Stored data
● ● ●

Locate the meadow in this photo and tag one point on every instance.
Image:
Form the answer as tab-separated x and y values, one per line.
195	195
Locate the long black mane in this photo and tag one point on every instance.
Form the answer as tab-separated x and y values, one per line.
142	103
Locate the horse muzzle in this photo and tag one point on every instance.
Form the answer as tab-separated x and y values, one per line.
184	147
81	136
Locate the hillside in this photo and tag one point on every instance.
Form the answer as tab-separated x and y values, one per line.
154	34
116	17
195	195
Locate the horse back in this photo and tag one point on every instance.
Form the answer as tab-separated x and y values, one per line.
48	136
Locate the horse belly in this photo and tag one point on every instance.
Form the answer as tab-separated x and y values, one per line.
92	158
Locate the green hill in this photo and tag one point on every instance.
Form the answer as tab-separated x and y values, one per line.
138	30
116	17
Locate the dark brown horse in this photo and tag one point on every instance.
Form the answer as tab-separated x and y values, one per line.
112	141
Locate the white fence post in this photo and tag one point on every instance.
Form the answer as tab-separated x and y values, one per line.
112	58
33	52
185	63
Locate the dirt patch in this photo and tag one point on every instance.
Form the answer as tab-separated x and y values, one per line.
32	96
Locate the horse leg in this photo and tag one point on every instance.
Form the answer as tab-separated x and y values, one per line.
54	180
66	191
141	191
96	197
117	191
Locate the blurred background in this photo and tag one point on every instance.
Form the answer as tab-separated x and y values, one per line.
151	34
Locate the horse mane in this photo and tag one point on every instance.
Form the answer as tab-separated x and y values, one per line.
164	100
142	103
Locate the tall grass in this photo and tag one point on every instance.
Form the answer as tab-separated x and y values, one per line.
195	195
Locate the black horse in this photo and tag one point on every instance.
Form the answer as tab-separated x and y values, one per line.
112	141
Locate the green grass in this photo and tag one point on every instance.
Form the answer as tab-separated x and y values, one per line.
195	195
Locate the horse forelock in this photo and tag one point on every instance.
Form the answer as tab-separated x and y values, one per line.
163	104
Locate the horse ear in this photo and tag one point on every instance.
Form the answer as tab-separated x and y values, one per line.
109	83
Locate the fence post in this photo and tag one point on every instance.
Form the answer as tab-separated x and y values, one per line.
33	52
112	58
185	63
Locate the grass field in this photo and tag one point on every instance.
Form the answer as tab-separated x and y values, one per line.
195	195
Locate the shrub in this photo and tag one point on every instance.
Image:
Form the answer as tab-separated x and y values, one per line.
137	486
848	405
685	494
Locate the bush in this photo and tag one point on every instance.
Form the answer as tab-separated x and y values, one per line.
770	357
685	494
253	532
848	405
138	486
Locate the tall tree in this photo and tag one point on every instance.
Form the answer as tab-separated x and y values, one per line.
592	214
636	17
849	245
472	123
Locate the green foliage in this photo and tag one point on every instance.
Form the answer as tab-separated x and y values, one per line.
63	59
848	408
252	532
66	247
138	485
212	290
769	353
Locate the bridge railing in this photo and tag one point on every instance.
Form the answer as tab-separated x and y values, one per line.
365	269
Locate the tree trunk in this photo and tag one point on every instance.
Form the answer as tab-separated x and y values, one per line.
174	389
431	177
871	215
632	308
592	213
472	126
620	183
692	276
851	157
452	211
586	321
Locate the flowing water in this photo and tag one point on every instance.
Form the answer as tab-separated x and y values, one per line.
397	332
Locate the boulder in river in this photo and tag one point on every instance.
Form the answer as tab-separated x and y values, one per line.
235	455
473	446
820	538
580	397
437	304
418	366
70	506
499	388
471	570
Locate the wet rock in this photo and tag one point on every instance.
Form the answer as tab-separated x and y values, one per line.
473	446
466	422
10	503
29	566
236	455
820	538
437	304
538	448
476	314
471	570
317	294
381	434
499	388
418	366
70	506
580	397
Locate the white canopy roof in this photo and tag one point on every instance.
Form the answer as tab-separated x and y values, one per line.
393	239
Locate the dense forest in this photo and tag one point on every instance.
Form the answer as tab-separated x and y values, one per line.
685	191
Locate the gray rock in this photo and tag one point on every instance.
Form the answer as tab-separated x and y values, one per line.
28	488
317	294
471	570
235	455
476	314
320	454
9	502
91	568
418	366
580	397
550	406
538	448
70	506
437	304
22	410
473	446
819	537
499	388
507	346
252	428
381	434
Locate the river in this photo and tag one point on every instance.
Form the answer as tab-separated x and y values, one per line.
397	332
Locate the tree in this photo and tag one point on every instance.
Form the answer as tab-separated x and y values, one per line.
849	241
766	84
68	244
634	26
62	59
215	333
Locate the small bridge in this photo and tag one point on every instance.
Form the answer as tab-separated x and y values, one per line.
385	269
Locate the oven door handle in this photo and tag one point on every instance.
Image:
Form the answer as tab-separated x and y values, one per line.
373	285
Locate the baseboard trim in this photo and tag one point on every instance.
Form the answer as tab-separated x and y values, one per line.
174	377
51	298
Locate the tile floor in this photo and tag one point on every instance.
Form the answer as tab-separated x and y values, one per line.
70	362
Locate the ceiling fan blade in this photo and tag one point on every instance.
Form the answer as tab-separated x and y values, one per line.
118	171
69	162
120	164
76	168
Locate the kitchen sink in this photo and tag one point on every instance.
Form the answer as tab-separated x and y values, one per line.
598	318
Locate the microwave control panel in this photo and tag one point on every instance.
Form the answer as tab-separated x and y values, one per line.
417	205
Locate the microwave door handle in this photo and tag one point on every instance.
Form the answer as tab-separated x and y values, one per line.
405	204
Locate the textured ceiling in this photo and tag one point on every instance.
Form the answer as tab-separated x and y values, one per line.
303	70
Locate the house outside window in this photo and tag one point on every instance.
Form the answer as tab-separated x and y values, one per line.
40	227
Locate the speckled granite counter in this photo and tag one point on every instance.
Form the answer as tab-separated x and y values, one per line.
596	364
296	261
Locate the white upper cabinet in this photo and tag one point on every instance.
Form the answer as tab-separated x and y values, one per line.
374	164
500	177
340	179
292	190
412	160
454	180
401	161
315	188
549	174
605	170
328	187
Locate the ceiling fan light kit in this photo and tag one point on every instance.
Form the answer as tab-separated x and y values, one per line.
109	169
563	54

● ● ●

### STATED GOAL
Exactly as written, please output every entry.

### WRITTEN ANSWER
Locate the meadow in this photo and tag one point on every instance.
Image:
Form the answer as tab-separated x and y values, one per line.
195	195
Locate the long black mane in this photo and tag one point on every instance.
Form the answer as tab-separated x and y values, one per line.
142	103
Locate the horse muzzle in this photo and tag one point on every instance.
Form the answer as tab-separated x and y values, one per line.
184	147
81	136
Locate the hillside in this photo and tag one point on every instance.
Form the answer as tab-separated x and y values, one per line.
154	34
116	17
195	195
Locate the horse back in this photo and tag one point on every instance.
Form the answer as tab-separated x and y values, one per line.
48	136
Locate the horse belly in this photo and tag one point on every instance.
Form the answer as tab-separated x and y values, one per line.
92	158
Locate the green hill in this photo and tag one point on every instance.
Form the answer as tab-separated x and y values, one per line.
138	30
116	17
Locate the dark brown horse in this photo and tag one point on every instance.
Form the answer as tab-separated x and y values, one per line.
112	141
Locate the white fence post in this photo and tag one point on every instance.
Form the answer as tab-separated x and y values, one per line.
112	58
33	52
185	63
Locate the dirt patch in this photo and tag one point on every instance.
Form the answer as tab-separated x and y values, one per line.
32	96
Locate the horse leg in this photo and tag one point on every instance.
Form the answer as tab-separated x and y values, one per line.
54	180
66	191
141	191
96	197
117	191
Locate the blurred background in this photo and tag one point on every instance.
Form the answer as tab-separated x and y values, one per line.
151	34
Locate the horse mane in this photo and tag one point on every instance.
Form the answer as tab-separated x and y values, one per line.
164	100
142	103
Locate the tall grass in this photo and tag one point on every instance.
Form the answer as tab-separated x and y values, one per line.
195	195
Locate the black horse in this photo and tag one point on every instance.
Form the answer as tab-separated x and y values, one per line.
112	141
Locate the green grass in this photo and tag one point on every instance.
Form the answer as tab-separated x and y values, one per line.
195	195
Locate the horse forelock in this photo and tag one point on every instance.
Form the answer as tab-separated x and y values, one per line.
163	104
Locate the horse ear in this photo and tag one point on every instance.
Form the answer as tab-separated x and y values, one per line.
109	83
Locate the fence post in this photo and tag one point on every instance.
Form the answer as tab-separated x and y values, one per line.
33	52
112	58
185	63
Locate the grass field in this photo and tag one point on every instance.
Form the answer as tab-separated x and y values, one per line.
195	195
Locate the shrub in this photo and tag one point on every instance.
Image:
Form the answer as tab-separated x and y values, one per line.
137	486
848	405
685	494
Locate the bush in this photo and tag one point on every instance.
Form the answer as tab-separated x and y values, one per line.
770	357
685	494
253	532
848	405
138	486
Locate the tall tree in this photo and tag one point on every instance.
Form the answer as tab-separated x and y values, one per line.
592	214
636	17
849	245
472	123
Locate the green foliage in this photo and tag one point on every instance.
Form the answer as tab-separated x and y values, one per line.
63	59
848	408
252	532
66	247
138	485
212	290
769	353
Locate the bridge railing in this photo and tag one point on every instance.
Form the answer as tab-separated x and y values, one per line.
365	269
Locate the tree trunk in this photo and tag one point on every instance.
Form the answer as tab-separated x and y values, one per line.
174	389
431	177
871	215
632	308
592	213
472	126
620	183
692	276
851	157
452	211
586	321
Locate the flowing water in this photo and tag one point on every instance.
Form the answer as tab-separated x and y values, one per line.
397	332
Locate the boulder in river in this photo and tag one point on every instance.
Form the answer as tab-separated x and y values, one per line.
235	455
473	446
820	538
580	397
437	304
418	366
70	506
499	388
471	570
Locate the wet rock in this photo and tag one point on every instance.
Form the answer as tab-separated x and y values, one per line.
473	446
466	422
10	503
29	566
236	455
820	538
437	304
538	448
476	314
471	570
317	294
381	434
499	388
418	366
70	506
580	397
Locate the white canopy roof in this photo and tag one point on every instance.
Form the answer as tab-separated x and y values, one per line.
393	239
Locate the dense forest in this photo and tag one point on every instance.
Form the answer as tab-separated x and y values, one per line.
685	191
Locate the gray rock in this photo and tag one point on every instance.
Form the answer as tab-separated x and y values, one per line.
28	488
317	294
471	570
235	455
476	314
320	454
9	502
91	568
418	366
580	397
550	406
538	448
70	506
437	304
22	410
473	446
819	537
499	388
507	346
252	428
381	434
Locate the river in this photo and tag one point on every instance.
Form the answer as tab-separated x and y values, one per line.
397	332
Locate the tree in this photo and tag one point on every instance.
Form the answer as tab-separated x and y values, one per line.
849	241
766	84
68	244
634	26
62	59
215	333
Locate the small bridge in this photo and tag one point on every instance.
Form the answer as tab-separated x and y values, one per line.
385	269
Locate the oven door handle in this photo and tag one point on every instance.
Image:
Form the answer as tab-separated x and y values, one per line.
373	285
Locate the baseboard trim in this photo and tag one point on every instance.
Form the answer as tab-separated x and y values, one per line.
174	377
51	298
Locate the tile floor in this photo and tag one point on every instance.
Form the answer as tab-separated x and y values, one per line.
70	362
Locate the ceiling fan blade in this photo and tag one point on every instance.
Form the answer as tab-separated x and y values, one per line.
118	171
69	162
120	164
76	168
Locate the kitchen sink in this photo and tag one point on every instance.
Form the answer as tab-separated x and y values, one per line.
598	318
Locate the microwave control panel in this photo and tag one point on every instance.
Form the answer as tab-separated x and y values, one per line.
417	205
Locate the microwave door handle in this photo and tag one point on every instance.
Form the answer as tab-separated x and y values, one per line.
405	204
Locate the textured ceiling in this photo and tag one point on every instance.
Form the answer as tab-separated x and y values, one per line.
303	70
Locate the house outside window in this photo and tag one point on every instance.
Form the answer as tab-separated x and y values, one per line.
40	227
Locate the speckled granite counter in this photo and tag one point on every instance.
Form the answer as tab-separated x and y values, one per line.
596	364
296	261
Locate the white upper cabinet in this photo and tag one point on every instance.
Form the answer as tab-separated x and y values, one per line.
374	164
500	177
340	179
292	190
412	160
454	180
401	161
315	188
549	174
605	170
328	187
Locate the ceiling fan light kit in this photo and tag one point on every instance.
Form the answer as tab-separated x and y values, one per line.
109	169
563	54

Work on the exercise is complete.